Document excerpt:
There is indeed a formula behind Hollywood’s film, television, and music industries, but the science was nowhere near as sophisticated as anyone had thought — that is, until now. In just the past couple of years social technology such as Twitter has proven to be an unrivaled source of the single most precious commodity of all in the offices of Hollywood’s media giants — data. In his amazing new book The Power Of Habit Charles Duhigg of The New York Times tells a brilliant story in the chapter “How Target Knows What You Want Before You Do”. He explains how in 2002 Target hired a data expert by the name of Andrew Pole to help figure out how the company’s computers could determine which customers are pregnant”
“Pregnant women and new parents, after all, are the holy grail of retail. There is almost no more profitable, product hungry, price-insensitive group in existence. It’s not just diapers and wipes. People with infants are so tired that they’ll buy everything they need — juice and toilet paper, socks and magazines — wherever they purchase their bottles and formula. What’s more, if a new parent starts shopping at Target they’ll keep coming back for years.”
There is a fascinating backstory to how Andrew Pole cracked the secret, but to put it simply Andrew figured it out by looking at an ingenious set of data points which examined the kinds of things individual Target customers were buying. This allowed Target to send flyers and coupons to exact addresses where they suspected a customer was pregnant — in some cases before the customer even knew herself. In one amazing case, a man walked into Target with his teenage daughter and demanded why the company was sending so much baby-related material to him and his daughter all of the sudden. He was furious, and the manager apologized. What the father didn’t know was that Target had figured out his daughter was indeed pregnant. She confessed to her father a few days later. The father called the manager back to apologize in return.

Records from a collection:
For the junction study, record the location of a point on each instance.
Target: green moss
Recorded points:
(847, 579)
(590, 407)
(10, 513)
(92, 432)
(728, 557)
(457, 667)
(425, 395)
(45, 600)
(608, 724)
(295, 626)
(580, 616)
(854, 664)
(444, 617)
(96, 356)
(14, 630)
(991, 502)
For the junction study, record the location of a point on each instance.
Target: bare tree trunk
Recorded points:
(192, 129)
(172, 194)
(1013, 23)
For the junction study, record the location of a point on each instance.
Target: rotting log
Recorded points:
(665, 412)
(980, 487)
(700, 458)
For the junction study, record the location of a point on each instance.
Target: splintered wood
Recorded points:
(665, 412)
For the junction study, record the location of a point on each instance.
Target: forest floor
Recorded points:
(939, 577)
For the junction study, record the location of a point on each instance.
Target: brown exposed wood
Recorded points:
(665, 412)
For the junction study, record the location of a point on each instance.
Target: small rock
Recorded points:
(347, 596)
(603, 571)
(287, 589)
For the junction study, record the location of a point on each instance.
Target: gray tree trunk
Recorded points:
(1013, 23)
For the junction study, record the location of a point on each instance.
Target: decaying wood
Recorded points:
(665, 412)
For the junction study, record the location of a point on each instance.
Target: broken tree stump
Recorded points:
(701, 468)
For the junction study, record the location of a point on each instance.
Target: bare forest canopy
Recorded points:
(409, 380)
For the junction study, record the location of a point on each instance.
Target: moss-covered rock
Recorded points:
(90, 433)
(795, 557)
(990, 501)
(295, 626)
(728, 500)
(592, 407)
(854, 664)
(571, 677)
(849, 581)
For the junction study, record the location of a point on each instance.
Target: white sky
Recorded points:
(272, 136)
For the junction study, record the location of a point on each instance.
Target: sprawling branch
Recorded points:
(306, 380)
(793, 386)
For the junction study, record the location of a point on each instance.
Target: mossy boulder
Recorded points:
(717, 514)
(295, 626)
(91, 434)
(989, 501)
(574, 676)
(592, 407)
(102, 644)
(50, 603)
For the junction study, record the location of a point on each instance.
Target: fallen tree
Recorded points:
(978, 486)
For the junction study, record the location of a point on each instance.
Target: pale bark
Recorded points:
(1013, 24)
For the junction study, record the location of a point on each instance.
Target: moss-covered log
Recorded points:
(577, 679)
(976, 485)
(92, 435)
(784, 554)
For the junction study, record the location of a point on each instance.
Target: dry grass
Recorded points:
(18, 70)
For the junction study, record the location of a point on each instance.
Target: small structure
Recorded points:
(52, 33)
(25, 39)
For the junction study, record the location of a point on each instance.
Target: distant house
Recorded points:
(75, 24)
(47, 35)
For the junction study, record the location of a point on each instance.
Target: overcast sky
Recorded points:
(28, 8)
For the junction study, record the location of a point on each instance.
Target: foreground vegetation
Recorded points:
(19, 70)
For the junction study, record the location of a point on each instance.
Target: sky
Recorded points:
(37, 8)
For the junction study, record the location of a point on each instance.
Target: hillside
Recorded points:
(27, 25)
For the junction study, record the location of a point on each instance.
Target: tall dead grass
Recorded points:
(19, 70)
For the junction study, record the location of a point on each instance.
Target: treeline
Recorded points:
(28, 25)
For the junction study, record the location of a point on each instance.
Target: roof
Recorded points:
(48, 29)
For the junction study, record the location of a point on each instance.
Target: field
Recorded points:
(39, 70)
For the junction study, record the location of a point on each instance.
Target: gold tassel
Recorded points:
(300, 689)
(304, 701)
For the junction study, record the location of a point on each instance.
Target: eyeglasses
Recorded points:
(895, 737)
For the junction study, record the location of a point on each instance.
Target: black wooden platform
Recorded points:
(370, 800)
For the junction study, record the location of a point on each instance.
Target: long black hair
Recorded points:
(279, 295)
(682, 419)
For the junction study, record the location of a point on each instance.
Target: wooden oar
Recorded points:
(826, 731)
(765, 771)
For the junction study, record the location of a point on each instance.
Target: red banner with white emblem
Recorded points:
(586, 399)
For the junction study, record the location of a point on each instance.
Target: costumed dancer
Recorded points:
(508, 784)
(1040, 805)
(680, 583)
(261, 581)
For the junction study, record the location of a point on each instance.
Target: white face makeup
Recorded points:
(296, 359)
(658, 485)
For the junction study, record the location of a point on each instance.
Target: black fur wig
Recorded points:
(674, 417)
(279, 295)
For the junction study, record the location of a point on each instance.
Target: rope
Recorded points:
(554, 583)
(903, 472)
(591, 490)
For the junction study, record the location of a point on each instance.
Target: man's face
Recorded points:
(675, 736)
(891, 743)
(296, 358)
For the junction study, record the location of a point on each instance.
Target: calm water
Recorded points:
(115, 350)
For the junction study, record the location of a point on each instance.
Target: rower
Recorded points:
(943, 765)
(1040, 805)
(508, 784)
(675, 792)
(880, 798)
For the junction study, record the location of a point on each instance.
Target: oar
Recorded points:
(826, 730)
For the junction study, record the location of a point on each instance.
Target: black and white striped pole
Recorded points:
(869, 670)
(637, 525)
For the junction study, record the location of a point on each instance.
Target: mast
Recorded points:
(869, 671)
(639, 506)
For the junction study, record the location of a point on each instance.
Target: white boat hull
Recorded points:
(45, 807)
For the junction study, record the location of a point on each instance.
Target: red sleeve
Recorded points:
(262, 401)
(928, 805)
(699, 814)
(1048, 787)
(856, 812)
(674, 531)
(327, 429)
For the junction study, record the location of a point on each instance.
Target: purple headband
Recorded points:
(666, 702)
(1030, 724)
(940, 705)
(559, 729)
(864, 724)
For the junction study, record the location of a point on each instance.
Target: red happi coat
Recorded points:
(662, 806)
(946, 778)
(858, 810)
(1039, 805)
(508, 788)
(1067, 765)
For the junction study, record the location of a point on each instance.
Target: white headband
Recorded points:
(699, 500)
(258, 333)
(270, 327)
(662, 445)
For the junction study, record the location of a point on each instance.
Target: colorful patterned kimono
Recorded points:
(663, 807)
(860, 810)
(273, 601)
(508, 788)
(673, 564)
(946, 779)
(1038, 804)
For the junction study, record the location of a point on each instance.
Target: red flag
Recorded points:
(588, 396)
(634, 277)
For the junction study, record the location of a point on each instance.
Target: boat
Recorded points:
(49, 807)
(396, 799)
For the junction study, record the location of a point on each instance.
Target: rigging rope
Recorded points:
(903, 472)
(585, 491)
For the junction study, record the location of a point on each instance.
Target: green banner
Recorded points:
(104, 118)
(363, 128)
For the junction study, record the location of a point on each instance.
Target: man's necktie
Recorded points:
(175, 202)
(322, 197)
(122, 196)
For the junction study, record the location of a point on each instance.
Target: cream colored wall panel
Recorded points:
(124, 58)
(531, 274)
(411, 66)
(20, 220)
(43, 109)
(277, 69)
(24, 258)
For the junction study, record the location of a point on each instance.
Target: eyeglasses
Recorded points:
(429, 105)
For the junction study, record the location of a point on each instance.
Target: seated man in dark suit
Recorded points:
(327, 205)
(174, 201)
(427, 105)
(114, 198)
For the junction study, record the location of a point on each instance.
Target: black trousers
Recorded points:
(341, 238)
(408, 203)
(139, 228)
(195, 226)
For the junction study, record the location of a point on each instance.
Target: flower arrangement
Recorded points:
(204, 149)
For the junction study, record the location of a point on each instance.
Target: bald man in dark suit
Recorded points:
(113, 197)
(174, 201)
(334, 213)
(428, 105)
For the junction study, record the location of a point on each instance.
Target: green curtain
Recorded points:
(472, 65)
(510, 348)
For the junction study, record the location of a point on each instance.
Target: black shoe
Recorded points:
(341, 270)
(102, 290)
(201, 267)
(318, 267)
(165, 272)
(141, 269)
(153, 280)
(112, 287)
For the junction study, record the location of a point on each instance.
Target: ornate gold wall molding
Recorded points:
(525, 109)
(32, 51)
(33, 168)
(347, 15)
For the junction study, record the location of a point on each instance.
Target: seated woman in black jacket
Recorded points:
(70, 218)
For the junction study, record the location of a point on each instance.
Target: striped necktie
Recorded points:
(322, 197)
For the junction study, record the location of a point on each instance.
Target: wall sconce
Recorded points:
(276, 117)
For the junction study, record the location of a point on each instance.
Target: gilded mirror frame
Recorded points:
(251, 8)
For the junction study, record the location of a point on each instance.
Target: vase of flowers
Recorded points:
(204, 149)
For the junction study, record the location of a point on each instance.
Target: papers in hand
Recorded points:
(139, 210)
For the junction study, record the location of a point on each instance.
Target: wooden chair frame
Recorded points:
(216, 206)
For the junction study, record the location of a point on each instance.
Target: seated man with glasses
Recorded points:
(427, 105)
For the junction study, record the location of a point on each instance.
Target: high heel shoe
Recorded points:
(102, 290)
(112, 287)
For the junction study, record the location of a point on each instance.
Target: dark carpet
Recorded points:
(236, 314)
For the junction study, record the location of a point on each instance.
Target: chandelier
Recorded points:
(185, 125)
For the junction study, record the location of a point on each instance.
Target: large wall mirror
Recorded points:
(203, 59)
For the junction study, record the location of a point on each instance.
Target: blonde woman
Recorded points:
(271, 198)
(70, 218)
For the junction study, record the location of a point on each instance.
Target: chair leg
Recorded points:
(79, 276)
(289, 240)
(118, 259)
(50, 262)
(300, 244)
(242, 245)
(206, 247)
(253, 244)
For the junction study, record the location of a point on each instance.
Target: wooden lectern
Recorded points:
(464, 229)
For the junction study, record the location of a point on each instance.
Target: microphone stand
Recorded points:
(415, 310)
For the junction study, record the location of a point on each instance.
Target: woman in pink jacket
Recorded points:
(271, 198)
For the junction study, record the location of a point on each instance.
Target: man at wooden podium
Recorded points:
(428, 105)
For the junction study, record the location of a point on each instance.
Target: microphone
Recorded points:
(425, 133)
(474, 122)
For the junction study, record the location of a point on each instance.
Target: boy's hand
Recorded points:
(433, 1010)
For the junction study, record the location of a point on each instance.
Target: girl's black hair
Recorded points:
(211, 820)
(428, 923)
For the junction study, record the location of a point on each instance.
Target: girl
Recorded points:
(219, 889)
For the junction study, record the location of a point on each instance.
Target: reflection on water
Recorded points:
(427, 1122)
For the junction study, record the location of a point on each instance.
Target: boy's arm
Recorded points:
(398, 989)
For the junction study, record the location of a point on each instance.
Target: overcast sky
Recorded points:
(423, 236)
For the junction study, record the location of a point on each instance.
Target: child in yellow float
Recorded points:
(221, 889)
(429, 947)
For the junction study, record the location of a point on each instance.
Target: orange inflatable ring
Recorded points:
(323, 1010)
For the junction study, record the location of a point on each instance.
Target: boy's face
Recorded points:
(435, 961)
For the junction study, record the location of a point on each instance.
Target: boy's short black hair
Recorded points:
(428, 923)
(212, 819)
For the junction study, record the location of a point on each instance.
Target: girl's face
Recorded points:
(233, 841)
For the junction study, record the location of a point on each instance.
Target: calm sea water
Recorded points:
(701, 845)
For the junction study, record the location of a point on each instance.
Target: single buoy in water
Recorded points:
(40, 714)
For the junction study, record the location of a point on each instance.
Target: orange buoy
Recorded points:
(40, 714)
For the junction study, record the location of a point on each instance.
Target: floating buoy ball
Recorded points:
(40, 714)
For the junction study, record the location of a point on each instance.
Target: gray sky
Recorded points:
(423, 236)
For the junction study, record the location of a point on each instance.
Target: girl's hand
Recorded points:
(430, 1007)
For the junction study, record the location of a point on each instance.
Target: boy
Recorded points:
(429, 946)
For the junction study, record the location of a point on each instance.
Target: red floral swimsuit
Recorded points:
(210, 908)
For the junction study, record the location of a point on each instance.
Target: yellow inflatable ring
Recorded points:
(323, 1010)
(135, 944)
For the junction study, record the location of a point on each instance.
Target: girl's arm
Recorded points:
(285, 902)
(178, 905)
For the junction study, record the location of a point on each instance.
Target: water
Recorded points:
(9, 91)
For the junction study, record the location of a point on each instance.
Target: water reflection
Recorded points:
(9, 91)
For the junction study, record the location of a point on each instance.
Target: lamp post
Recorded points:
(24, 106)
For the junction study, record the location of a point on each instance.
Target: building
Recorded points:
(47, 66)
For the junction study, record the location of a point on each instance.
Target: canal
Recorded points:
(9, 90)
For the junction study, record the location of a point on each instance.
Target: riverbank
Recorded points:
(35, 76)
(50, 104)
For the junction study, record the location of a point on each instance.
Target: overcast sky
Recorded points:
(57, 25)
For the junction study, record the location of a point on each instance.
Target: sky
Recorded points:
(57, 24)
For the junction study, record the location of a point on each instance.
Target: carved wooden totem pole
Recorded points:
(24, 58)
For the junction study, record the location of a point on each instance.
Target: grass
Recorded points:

Things to do:
a: Reproduce the stretch of the passage on retail data from "There is a fascinating" through "apologize in return.".
b: According to the passage on retail data, in what year did Target hire Andrew Pole?

Solutions below:
a:
There is a fascinating backstory to how Andrew Pole cracked the secret, but to put it simply Andrew figured it out by looking at an ingenious set of data points which examined the kinds of things individual Target customers were buying. This allowed Target to send flyers and coupons to exact addresses where they suspected a customer was pregnant — in some cases before the customer even knew herself. In one amazing case, a man walked into Target with his teenage daughter and demanded why the company was sending so much baby-related material to him and his daughter all of the sudden. He was furious, and the manager apologized. What the father didn’t know was that Target had figured out his daughter was indeed pregnant. She confessed to her father a few days later. The father called the manager back to apologize in return.

b: 2002